Assistência estudantil viabiliza o sonho da universidade

“Eu sempre tive vontade de cursar o ensino superior em uma universidade pública, mas não imaginei que fosse conseguir isso tão cedo, antes dos 30 anos. A minha realidade é muito difícil. Pra gente que é negro e vive em uma situação de vulnerabilidade socioeconômica, as chances são pouquíssimas. Quando eu fui aprovado, pensei: e agora?”.

A realidade vivida há alguns anos pelo estudante do curso de jornalismo, Leandro Silva Barbosa, 27, é a da maioria dos negros do país, cuja perspectiva de ingressar e se manter no ensino superior ainda é ilusória. De acordo com o Instituto Brasileiro de Geografia Estatística (IBGE), menos de 10% da população negra no Brasil concluíram uma graduação. Pretos e pardos somam cerca de 55% da população do país. Embora as circunstâncias não fossem favoráveis, Leandro tentou achar oportunidades que o viabilizassem a realizar um de seus sonhos. Nascido em Campo Belo (MG), ele sempre soube que teria de ir embora da sua terra natal caso fosse cursar uma faculdade. O que ele não sabia era como sobreviveria caso isso se concretizasse.

LISTA DE TAREFAS -
• a. Responda às perguntas abaixo com base no texto selecionado, uma resposta por linha, marcada como a pergunta correspondente.
(i) Que curso Leandro Silva Barbosa faz?
(ii) Segundo o IBGE, que parcela da população negra no Brasil concluiu uma graduação?
(iii) Em que cidade Leandro nasceu?
• b. Localize nas entradas todas as linhas que contêm a palavra "handle" e copie cada uma delas.

(Trechos de um conjunto de dados de anotação de localização)
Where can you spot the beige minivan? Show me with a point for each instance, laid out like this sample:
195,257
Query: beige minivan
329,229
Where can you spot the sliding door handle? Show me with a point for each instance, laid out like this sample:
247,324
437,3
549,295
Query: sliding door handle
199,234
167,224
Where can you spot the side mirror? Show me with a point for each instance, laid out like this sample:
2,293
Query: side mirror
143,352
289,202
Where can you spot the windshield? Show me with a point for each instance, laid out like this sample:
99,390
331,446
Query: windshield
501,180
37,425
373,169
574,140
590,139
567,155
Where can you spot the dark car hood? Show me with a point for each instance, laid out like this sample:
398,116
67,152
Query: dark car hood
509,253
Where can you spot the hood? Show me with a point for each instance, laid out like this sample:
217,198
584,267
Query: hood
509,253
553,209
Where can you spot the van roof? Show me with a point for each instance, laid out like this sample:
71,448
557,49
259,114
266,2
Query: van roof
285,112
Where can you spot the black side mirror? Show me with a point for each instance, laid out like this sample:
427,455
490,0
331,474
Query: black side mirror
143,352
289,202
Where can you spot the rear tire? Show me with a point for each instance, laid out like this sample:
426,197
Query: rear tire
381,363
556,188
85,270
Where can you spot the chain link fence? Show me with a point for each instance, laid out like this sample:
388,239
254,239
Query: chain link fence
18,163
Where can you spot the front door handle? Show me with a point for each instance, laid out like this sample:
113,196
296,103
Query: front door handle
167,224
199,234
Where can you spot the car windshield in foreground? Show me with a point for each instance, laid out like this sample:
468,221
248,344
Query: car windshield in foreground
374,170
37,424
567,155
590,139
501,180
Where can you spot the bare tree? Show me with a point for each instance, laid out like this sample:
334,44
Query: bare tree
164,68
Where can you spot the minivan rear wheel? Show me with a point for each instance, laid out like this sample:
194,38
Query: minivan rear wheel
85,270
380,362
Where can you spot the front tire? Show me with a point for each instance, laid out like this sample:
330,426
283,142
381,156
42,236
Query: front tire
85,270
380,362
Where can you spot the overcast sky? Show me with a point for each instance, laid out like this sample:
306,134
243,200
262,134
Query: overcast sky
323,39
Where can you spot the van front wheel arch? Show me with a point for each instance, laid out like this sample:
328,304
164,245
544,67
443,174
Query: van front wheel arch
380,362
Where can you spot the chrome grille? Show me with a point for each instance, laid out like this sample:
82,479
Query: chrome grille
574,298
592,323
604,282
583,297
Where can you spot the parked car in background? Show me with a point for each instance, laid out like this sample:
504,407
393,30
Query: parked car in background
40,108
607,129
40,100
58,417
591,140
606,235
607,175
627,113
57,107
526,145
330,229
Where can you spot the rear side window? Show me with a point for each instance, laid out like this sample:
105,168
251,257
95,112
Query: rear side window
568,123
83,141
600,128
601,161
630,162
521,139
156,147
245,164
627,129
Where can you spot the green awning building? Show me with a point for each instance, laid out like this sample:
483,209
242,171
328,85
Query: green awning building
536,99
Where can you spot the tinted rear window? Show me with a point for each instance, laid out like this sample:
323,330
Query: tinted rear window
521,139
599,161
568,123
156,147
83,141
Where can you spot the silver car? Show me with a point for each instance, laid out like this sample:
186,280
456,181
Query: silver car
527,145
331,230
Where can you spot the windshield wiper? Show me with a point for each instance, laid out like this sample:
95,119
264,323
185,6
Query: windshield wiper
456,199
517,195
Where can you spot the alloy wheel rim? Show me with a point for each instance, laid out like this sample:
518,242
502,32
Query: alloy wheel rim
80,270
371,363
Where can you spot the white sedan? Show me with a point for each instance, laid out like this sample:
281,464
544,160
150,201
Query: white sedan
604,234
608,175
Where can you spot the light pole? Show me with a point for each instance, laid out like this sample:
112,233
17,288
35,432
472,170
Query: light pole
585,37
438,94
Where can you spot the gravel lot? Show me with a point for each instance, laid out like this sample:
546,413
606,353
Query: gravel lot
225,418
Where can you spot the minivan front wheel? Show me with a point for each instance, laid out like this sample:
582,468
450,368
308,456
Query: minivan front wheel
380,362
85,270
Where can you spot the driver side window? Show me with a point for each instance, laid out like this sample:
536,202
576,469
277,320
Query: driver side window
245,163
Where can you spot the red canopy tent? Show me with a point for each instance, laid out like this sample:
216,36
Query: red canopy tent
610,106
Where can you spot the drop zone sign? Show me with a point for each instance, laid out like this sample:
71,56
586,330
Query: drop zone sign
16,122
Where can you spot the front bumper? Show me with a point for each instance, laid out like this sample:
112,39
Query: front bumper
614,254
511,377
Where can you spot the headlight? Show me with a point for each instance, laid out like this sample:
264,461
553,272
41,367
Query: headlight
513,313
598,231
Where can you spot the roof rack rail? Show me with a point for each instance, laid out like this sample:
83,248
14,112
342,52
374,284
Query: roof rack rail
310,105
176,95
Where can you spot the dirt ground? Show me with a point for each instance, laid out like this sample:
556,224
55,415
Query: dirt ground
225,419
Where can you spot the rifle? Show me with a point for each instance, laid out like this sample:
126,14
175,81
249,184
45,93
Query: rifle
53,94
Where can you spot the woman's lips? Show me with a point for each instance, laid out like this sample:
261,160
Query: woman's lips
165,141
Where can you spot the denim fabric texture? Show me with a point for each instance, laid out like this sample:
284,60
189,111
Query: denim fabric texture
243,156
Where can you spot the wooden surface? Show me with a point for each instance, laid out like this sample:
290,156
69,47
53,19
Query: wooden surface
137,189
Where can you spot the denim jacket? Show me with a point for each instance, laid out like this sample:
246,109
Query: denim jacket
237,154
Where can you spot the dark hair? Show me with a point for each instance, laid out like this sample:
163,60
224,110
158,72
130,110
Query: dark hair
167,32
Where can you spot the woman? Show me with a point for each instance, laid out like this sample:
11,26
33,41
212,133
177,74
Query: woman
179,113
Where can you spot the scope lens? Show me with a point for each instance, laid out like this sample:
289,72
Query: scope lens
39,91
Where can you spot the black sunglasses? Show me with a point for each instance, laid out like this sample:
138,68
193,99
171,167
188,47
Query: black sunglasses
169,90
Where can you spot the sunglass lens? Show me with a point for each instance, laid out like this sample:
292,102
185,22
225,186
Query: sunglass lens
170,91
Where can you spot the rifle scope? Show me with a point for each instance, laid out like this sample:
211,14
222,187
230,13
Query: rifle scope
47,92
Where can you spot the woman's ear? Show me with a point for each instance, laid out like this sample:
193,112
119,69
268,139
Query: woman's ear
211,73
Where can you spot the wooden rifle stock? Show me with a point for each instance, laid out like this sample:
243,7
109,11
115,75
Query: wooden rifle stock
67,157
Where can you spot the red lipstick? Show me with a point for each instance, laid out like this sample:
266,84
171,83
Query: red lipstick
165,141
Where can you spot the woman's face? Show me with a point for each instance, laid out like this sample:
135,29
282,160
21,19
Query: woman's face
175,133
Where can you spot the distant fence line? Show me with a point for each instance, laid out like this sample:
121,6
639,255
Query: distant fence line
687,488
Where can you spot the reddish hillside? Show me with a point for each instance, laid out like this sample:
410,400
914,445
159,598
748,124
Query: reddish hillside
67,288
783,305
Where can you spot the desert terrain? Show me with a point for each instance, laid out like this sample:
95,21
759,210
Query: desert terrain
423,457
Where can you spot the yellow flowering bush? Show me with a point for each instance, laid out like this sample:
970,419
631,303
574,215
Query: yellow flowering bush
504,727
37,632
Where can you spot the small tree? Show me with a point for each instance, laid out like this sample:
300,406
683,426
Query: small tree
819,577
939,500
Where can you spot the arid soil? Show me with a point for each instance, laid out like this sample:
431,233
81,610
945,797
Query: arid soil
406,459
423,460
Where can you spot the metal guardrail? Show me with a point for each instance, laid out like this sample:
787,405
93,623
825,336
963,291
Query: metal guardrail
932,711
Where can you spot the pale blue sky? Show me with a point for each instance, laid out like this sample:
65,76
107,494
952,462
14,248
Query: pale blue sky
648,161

TAREFAS RESOLVIDAS -
• a.
(i) Jornalismo.
(ii) Menos de 10%.
(iii) Campo Belo (MG).

• b.
Where can you spot the sliding door handle? Show me with a point for each instance, laid out like this sample:
Query: sliding door handle
Where can you spot the front door handle? Show me with a point for each instance, laid out like this sample:
Query: front door handle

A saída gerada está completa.